* **Given instruction**: Exactly reproduce the lines beginning with the line that includes "Question. Put a dot on every instance of the tree" and ending with the last line of the data.

#### Source material

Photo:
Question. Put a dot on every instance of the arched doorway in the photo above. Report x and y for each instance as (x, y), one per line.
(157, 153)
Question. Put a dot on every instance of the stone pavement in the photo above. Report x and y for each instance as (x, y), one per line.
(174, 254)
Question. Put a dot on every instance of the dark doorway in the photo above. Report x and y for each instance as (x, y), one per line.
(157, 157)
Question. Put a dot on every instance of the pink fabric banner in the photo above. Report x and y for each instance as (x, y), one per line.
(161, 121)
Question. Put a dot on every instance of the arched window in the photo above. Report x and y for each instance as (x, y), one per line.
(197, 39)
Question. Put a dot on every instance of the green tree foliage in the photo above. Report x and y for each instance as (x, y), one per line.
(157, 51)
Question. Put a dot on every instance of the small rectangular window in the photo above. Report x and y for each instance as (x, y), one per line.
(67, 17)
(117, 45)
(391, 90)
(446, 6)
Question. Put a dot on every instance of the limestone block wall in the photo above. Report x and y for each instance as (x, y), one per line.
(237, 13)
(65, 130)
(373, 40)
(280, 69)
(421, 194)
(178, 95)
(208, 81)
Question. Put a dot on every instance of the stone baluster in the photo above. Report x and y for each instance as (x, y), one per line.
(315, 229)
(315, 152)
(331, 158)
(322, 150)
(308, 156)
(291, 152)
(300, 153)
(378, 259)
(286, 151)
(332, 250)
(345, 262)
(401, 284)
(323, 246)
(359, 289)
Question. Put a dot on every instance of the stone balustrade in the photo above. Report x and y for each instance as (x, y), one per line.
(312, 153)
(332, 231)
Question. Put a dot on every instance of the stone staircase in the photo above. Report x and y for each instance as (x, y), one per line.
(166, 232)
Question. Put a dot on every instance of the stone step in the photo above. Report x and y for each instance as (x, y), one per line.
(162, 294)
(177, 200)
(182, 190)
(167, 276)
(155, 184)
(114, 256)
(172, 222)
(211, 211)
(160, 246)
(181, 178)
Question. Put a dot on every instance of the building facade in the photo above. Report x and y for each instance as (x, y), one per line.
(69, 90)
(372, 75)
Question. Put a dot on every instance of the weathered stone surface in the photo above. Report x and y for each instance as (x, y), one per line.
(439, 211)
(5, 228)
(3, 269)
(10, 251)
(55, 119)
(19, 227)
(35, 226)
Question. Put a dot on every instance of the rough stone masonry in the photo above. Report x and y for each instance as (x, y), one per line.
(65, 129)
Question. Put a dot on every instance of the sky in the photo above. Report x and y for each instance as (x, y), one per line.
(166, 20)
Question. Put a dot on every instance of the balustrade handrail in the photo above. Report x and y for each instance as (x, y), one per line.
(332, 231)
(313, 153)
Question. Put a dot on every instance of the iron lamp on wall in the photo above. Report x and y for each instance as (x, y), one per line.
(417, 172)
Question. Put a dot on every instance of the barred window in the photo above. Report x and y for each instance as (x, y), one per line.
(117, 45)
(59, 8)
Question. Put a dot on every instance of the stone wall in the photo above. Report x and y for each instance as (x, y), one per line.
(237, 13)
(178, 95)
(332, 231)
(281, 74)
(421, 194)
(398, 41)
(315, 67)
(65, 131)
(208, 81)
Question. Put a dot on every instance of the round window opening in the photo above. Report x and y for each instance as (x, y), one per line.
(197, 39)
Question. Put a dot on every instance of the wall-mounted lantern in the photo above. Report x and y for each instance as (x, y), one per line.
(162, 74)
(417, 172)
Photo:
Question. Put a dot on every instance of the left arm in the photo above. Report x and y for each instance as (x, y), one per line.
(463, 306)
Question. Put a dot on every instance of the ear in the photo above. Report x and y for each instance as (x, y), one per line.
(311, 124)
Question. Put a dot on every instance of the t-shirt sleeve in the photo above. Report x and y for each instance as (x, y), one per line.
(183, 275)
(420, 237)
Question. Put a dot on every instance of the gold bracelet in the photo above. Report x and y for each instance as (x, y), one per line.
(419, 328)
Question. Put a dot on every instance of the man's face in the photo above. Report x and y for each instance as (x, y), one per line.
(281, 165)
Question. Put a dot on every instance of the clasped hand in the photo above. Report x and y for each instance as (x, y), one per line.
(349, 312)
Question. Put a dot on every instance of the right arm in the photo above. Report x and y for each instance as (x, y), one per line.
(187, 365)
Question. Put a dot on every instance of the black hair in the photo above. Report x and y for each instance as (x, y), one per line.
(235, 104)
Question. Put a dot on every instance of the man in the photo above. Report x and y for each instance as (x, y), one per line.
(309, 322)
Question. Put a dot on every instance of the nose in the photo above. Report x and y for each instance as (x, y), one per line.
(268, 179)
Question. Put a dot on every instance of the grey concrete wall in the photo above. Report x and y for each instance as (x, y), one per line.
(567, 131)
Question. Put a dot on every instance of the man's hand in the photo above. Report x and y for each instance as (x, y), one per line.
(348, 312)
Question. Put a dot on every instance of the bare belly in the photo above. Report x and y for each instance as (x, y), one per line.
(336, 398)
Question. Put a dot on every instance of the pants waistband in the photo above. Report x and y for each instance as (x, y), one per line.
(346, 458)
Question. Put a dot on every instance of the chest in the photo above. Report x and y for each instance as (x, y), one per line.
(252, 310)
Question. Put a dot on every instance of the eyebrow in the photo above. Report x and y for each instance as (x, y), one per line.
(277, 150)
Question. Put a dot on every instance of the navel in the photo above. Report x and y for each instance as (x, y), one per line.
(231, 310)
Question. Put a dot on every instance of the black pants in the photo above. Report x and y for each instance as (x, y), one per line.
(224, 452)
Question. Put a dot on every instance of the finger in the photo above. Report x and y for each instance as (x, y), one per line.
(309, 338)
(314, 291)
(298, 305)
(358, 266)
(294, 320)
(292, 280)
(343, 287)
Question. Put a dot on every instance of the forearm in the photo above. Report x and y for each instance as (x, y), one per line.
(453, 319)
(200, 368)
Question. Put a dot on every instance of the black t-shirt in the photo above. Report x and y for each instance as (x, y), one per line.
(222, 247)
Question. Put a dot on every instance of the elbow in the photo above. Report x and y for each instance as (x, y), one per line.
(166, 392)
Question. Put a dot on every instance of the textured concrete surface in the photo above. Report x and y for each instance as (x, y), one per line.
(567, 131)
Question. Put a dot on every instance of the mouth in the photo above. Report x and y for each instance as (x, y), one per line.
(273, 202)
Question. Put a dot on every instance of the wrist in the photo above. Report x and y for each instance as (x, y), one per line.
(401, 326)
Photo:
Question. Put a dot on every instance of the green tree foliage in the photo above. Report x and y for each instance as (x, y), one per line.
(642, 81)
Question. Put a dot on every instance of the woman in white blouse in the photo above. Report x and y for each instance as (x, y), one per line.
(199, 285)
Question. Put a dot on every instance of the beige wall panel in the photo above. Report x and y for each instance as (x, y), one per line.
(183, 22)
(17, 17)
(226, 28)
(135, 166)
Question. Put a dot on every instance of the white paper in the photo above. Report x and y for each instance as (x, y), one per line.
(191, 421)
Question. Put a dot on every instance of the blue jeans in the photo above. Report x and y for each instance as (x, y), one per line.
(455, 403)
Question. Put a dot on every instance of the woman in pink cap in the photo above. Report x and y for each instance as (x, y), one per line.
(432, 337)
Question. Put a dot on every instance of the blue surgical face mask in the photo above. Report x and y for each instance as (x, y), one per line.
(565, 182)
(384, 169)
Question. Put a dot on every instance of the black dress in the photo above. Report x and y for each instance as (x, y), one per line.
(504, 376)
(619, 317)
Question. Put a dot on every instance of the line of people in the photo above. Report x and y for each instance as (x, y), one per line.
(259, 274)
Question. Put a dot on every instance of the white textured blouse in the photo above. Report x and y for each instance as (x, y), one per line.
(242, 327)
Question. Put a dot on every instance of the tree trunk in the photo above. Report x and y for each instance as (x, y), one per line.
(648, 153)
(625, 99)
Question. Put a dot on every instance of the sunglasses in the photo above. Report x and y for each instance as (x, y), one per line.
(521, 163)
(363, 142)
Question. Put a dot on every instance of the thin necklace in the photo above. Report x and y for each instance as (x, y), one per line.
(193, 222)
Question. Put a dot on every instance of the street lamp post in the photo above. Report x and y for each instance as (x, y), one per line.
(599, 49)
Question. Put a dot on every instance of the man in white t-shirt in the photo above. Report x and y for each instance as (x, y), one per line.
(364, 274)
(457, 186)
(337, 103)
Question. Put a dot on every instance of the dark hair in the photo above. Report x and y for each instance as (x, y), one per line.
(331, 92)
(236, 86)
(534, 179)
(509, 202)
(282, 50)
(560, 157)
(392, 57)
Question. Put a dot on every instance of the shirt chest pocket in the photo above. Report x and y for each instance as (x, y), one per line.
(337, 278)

########

* **Solution to the problem**:
Question. Put a dot on every instance of the tree trunk in the photo above. Report x and y for each instance as (x, y), one per line.
(648, 153)
(625, 99)
Question. Put a dot on every instance of the sunglasses in the photo above. Report x and y for each instance as (x, y), one per line.
(521, 163)
(363, 142)
Question. Put a dot on every instance of the thin necklace in the photo above. Report x and y for each instance as (x, y), one per line.
(193, 222)
Question. Put a dot on every instance of the street lamp post in the photo above. Report x and y for each instance as (x, y), one per line.
(599, 49)
Question. Put a dot on every instance of the man in white t-shirt in the photo above. Report x and y for each instance as (x, y), one per line.
(364, 274)
(457, 186)
(337, 103)
Question. Put a dot on every instance of the dark hair in the photo above. Report x and y for each instance as (x, y), one per line.
(331, 92)
(236, 86)
(534, 179)
(509, 202)
(282, 50)
(560, 157)
(392, 57)
Question. Put a dot on every instance of the shirt chest pocket in the photo above. Report x and y for each instance as (x, y), one per line.
(337, 278)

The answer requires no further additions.